SET EXERCISE:
Convert the stretch of the entries below that opens with the line containing "Question: What bounding box encloses the blue umbrella" and closes with the line containing "446, 37, 640, 118" into a Markdown table with two columns, Row and Line. Give each line its own numbered row and leave out any blank lines.

================

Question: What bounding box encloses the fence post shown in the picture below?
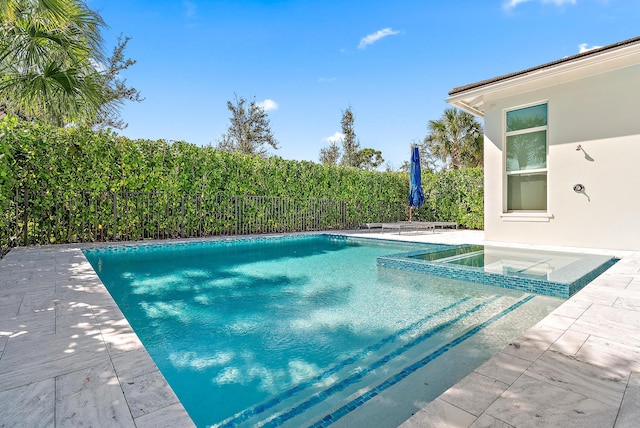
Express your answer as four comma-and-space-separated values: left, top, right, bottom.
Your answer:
22, 187, 29, 247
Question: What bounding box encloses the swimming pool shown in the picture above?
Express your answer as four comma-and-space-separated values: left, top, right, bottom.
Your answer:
85, 235, 562, 426
378, 245, 618, 298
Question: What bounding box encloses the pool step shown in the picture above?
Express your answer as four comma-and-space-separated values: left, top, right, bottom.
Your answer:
217, 296, 521, 427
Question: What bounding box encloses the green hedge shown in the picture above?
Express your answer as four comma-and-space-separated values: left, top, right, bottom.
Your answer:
0, 117, 483, 244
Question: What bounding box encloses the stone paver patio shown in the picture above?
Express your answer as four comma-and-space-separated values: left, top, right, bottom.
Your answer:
0, 231, 640, 428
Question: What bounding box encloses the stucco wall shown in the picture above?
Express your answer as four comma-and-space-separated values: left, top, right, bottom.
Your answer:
485, 65, 640, 250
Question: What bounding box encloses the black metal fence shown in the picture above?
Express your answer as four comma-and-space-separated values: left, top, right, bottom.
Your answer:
0, 189, 406, 247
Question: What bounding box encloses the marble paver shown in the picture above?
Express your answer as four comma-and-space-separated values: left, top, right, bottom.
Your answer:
0, 231, 640, 428
0, 245, 193, 428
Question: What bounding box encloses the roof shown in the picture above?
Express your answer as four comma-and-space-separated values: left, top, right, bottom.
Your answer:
447, 37, 640, 117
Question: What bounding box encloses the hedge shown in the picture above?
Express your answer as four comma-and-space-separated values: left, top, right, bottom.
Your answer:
0, 117, 483, 249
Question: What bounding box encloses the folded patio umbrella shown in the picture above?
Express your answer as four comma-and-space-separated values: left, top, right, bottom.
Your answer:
409, 146, 424, 221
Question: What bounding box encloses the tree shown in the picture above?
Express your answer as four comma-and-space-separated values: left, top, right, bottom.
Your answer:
357, 148, 384, 171
319, 106, 384, 170
340, 106, 360, 168
0, 0, 142, 127
216, 97, 278, 157
421, 108, 483, 169
88, 35, 144, 129
320, 141, 340, 165
0, 0, 106, 125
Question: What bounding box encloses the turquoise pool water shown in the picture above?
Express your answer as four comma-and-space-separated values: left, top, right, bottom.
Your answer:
85, 235, 562, 426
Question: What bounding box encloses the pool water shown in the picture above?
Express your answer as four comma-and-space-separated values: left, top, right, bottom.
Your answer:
85, 235, 562, 427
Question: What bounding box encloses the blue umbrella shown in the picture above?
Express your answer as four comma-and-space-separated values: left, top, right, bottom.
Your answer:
409, 146, 424, 221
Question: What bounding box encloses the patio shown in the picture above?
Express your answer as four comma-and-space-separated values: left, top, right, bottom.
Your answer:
0, 230, 640, 428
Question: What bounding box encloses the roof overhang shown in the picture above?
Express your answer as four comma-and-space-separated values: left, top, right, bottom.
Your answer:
446, 37, 640, 118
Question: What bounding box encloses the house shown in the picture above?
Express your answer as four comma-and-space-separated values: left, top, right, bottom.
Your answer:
447, 37, 640, 250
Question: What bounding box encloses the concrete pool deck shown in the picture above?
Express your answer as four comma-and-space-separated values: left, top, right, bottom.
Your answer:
0, 230, 640, 428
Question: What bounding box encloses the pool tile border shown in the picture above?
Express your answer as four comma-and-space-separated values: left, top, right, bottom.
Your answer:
377, 246, 618, 299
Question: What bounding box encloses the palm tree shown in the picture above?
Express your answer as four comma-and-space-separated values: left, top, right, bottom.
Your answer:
0, 0, 108, 126
423, 108, 483, 169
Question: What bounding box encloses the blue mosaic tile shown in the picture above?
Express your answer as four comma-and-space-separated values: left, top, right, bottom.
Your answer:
377, 246, 617, 299
310, 295, 534, 427
262, 296, 502, 427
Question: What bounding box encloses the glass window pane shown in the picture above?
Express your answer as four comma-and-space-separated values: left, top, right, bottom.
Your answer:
507, 172, 547, 211
507, 104, 547, 132
507, 131, 547, 171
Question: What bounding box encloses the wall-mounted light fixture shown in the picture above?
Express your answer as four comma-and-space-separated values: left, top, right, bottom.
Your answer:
573, 183, 591, 202
576, 144, 593, 162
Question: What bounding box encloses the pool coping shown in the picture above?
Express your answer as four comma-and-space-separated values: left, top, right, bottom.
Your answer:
0, 230, 640, 428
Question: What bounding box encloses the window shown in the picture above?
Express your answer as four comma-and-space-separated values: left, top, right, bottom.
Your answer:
505, 104, 547, 211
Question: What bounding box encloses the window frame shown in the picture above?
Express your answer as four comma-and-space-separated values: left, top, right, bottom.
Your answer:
502, 100, 550, 214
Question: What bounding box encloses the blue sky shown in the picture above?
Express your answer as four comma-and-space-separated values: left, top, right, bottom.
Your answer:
88, 0, 640, 167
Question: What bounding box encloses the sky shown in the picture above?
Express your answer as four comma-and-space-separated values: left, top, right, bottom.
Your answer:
87, 0, 640, 168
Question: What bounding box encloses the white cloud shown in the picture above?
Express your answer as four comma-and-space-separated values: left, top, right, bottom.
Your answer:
257, 98, 278, 111
504, 0, 578, 10
578, 43, 602, 53
358, 27, 400, 49
325, 131, 344, 143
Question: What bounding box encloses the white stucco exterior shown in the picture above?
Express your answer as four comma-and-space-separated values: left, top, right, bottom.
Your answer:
448, 40, 640, 250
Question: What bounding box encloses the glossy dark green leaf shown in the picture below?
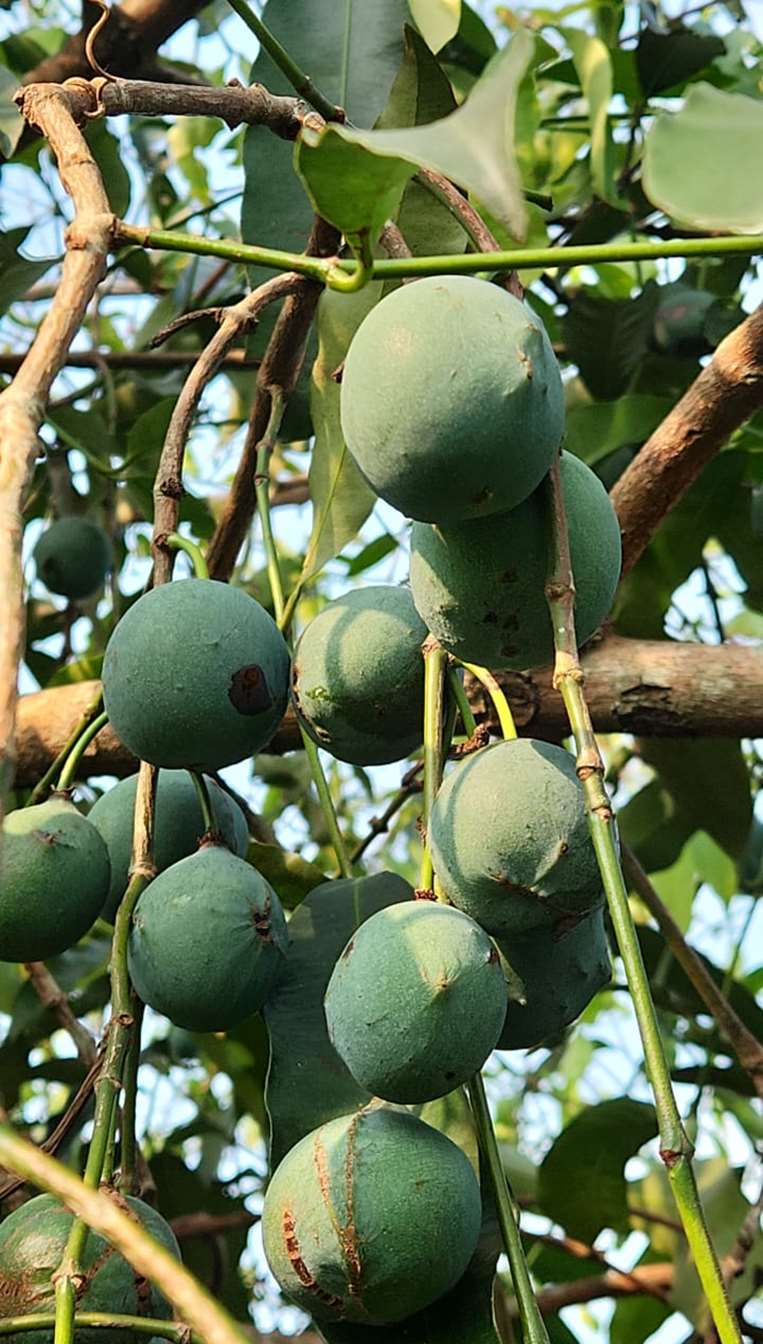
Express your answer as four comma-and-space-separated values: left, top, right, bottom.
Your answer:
539, 1097, 657, 1243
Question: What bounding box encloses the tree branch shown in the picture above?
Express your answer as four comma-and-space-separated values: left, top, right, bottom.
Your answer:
611, 305, 763, 574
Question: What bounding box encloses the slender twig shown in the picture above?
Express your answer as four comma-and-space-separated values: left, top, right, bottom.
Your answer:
621, 841, 763, 1098
545, 462, 740, 1344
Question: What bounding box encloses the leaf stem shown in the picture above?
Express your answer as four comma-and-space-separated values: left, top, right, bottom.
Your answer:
164, 532, 210, 579
58, 711, 109, 793
222, 0, 344, 121
545, 461, 742, 1344
467, 1074, 548, 1344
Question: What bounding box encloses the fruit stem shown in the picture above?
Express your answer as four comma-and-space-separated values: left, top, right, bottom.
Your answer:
164, 532, 210, 579
222, 0, 344, 121
26, 691, 103, 808
545, 460, 742, 1344
467, 1074, 548, 1344
458, 659, 519, 742
58, 711, 109, 793
254, 387, 286, 620
419, 634, 447, 892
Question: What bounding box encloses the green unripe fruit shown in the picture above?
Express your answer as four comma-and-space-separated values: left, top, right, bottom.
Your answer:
0, 1195, 180, 1344
128, 844, 287, 1031
262, 1107, 482, 1325
103, 579, 289, 770
341, 276, 564, 523
429, 738, 602, 937
291, 585, 427, 765
35, 516, 111, 601
0, 796, 109, 961
325, 900, 506, 1102
411, 453, 621, 668
497, 907, 611, 1050
87, 770, 249, 923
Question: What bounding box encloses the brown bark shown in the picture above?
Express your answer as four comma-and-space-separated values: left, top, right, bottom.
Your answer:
16, 637, 763, 788
611, 305, 763, 574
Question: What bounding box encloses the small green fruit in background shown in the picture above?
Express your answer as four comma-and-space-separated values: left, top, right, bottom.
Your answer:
262, 1107, 482, 1325
0, 794, 109, 961
128, 844, 287, 1031
87, 770, 249, 923
103, 579, 289, 770
497, 906, 611, 1050
291, 585, 427, 765
341, 276, 564, 523
430, 738, 603, 937
411, 453, 621, 668
0, 1195, 180, 1344
325, 900, 506, 1102
35, 515, 111, 601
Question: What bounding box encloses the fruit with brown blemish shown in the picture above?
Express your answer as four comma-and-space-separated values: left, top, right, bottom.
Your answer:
291, 585, 427, 765
0, 1195, 180, 1344
325, 900, 506, 1102
103, 579, 289, 771
497, 906, 611, 1050
128, 844, 287, 1031
429, 738, 603, 937
262, 1106, 482, 1325
411, 453, 621, 668
87, 770, 249, 923
34, 515, 111, 602
341, 276, 564, 523
0, 794, 110, 961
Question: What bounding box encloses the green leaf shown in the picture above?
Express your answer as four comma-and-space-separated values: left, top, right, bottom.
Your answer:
296, 28, 533, 239
408, 0, 461, 51
642, 83, 763, 234
560, 28, 617, 203
539, 1097, 657, 1243
300, 284, 382, 583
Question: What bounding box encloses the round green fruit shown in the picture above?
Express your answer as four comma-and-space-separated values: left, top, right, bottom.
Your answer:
0, 1195, 180, 1344
325, 900, 506, 1102
429, 738, 602, 937
411, 453, 621, 668
341, 276, 564, 523
291, 585, 427, 765
128, 844, 287, 1031
262, 1107, 482, 1325
87, 770, 249, 923
103, 579, 289, 771
0, 796, 109, 961
35, 516, 111, 601
497, 906, 611, 1050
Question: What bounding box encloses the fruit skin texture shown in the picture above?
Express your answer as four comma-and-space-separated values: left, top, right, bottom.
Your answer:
341, 276, 564, 523
0, 1195, 180, 1344
262, 1107, 482, 1325
103, 579, 289, 770
0, 794, 110, 961
497, 907, 611, 1050
291, 585, 427, 765
128, 844, 287, 1031
411, 453, 621, 668
87, 770, 249, 923
35, 516, 111, 601
325, 900, 506, 1102
430, 738, 603, 937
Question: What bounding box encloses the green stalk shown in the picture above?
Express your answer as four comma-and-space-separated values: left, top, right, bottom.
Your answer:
222, 0, 344, 121
58, 711, 109, 793
26, 691, 103, 808
114, 220, 763, 285
467, 1074, 548, 1344
545, 462, 742, 1344
164, 532, 210, 579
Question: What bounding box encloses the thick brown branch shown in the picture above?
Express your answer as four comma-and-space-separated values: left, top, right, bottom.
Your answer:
611, 305, 763, 574
622, 844, 763, 1098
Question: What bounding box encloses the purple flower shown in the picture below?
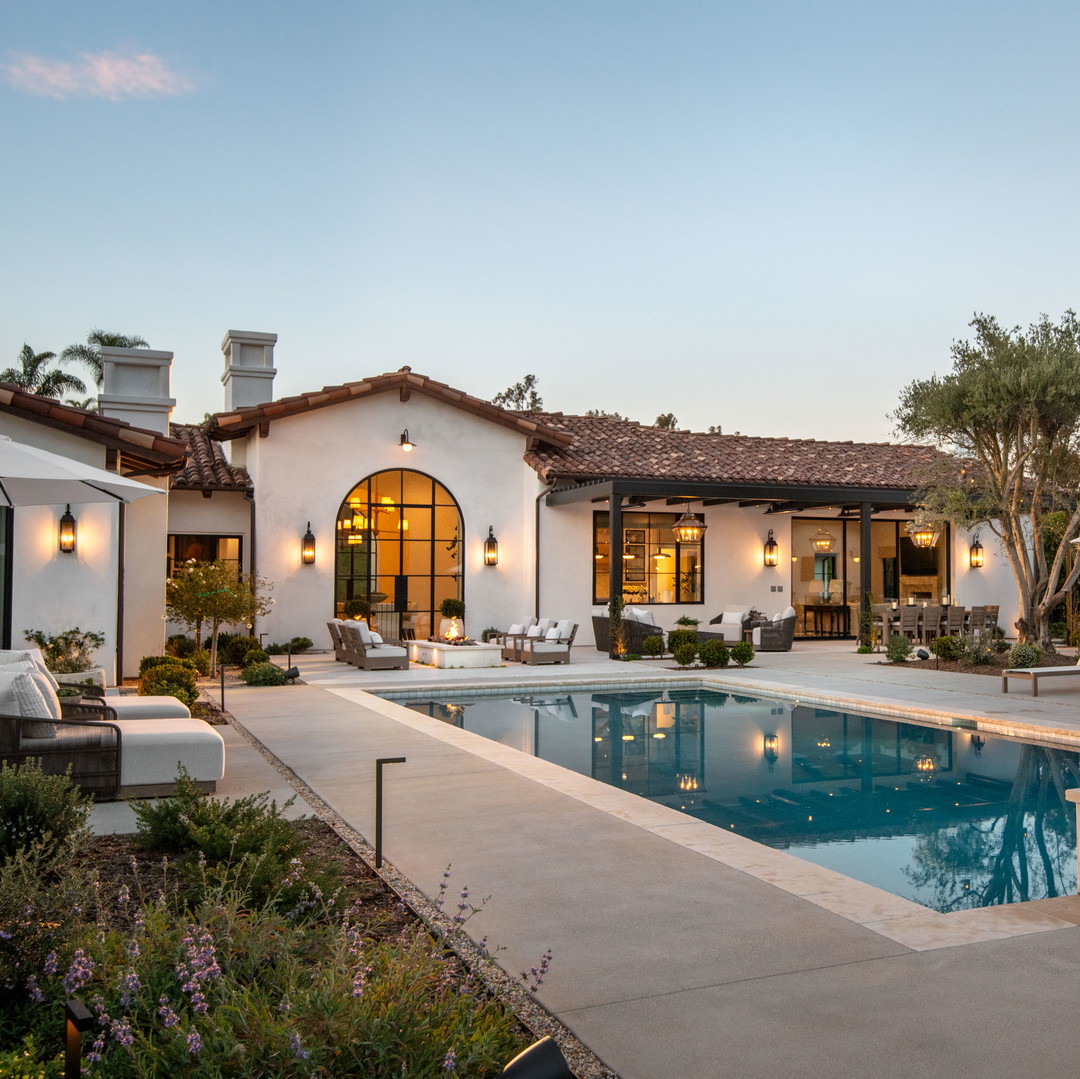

================

SOLUTION:
| Row | Line |
|---|---|
| 1 | Question: What bounding box encloses the blue umbrella shown in the picture above? |
| 2 | Express your answer as four comma-and-space-separated values: left, top, right, bottom. |
| 3 | Your answer: |
| 4 | 409, 146, 424, 221 |
| 5 | Question: What bounding box encloses the patio shown in the picture above? |
| 6 | Express your answer as four comma-and-space-separated values: left, top, right, bottom. |
| 7 | Your answer: |
| 8 | 0, 230, 640, 428 |
| 9 | Question: What bounding box encloses the roof overhang shown in the picture above? |
| 10 | Express your answer as four comma-and-space-separated values: left, top, right, bottom. |
| 11 | Your answer: |
| 12 | 446, 37, 640, 118 |